> REQUIRED ACTION
The answer must be one number: how many lines below contain the word "instance".

[Stored items]
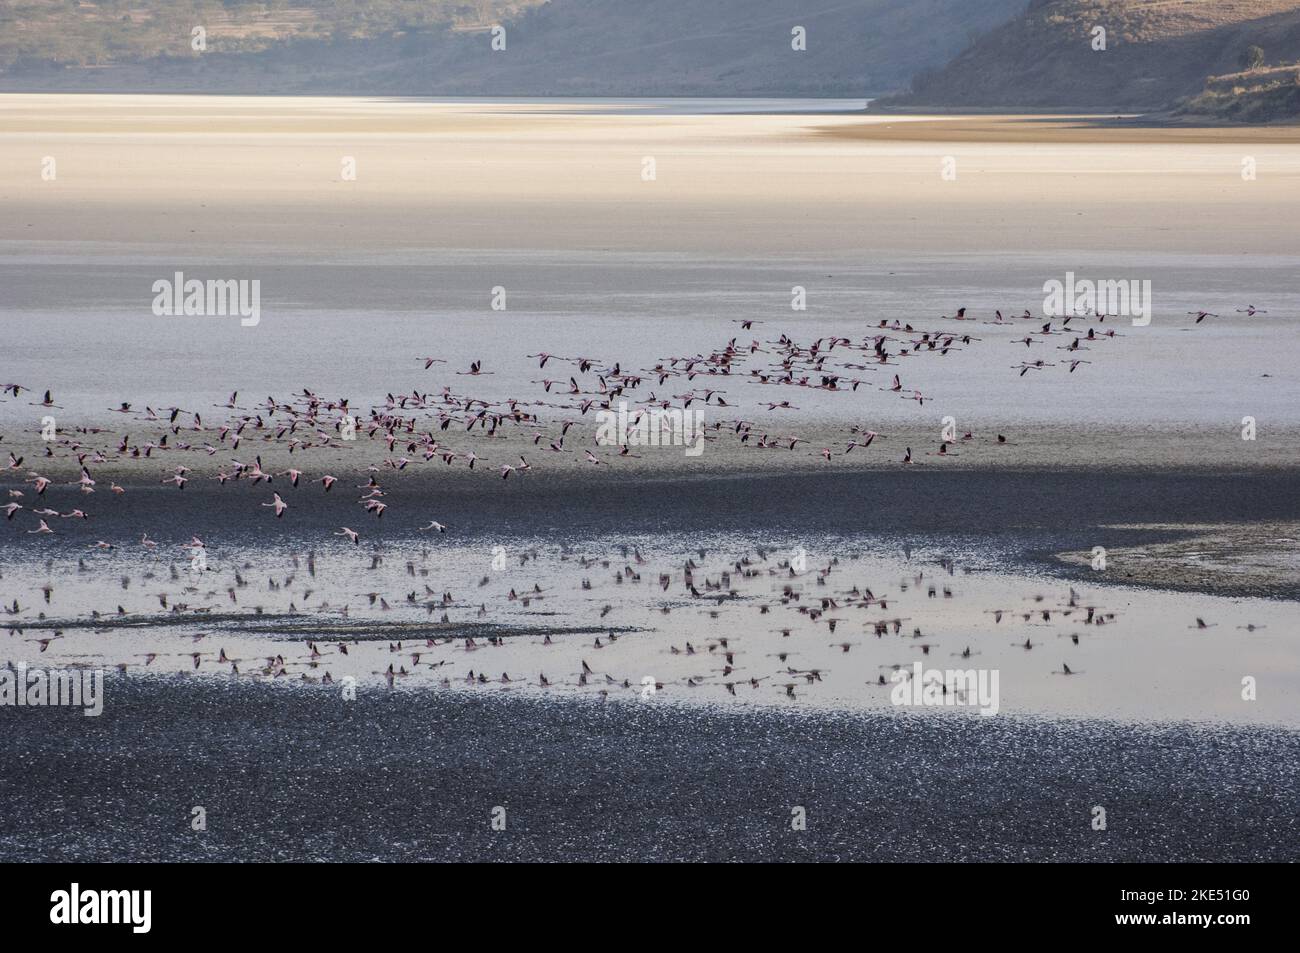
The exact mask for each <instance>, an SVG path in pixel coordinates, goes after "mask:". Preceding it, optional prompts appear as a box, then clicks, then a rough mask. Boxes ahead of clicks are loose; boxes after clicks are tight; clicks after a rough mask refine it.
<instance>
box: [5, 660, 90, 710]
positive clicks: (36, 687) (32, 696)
mask: <svg viewBox="0 0 1300 953" xmlns="http://www.w3.org/2000/svg"><path fill="white" fill-rule="evenodd" d="M5 706H9V707H47V706H61V707H74V709H82V714H83V715H86V716H87V718H95V716H96V715H100V714H103V712H104V670H103V668H94V670H92V668H49V670H45V668H30V670H29V668H27V663H26V662H18V663H17V664H16V666H14V667H13V668H3V670H0V707H5Z"/></svg>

> TASK SOLUTION
2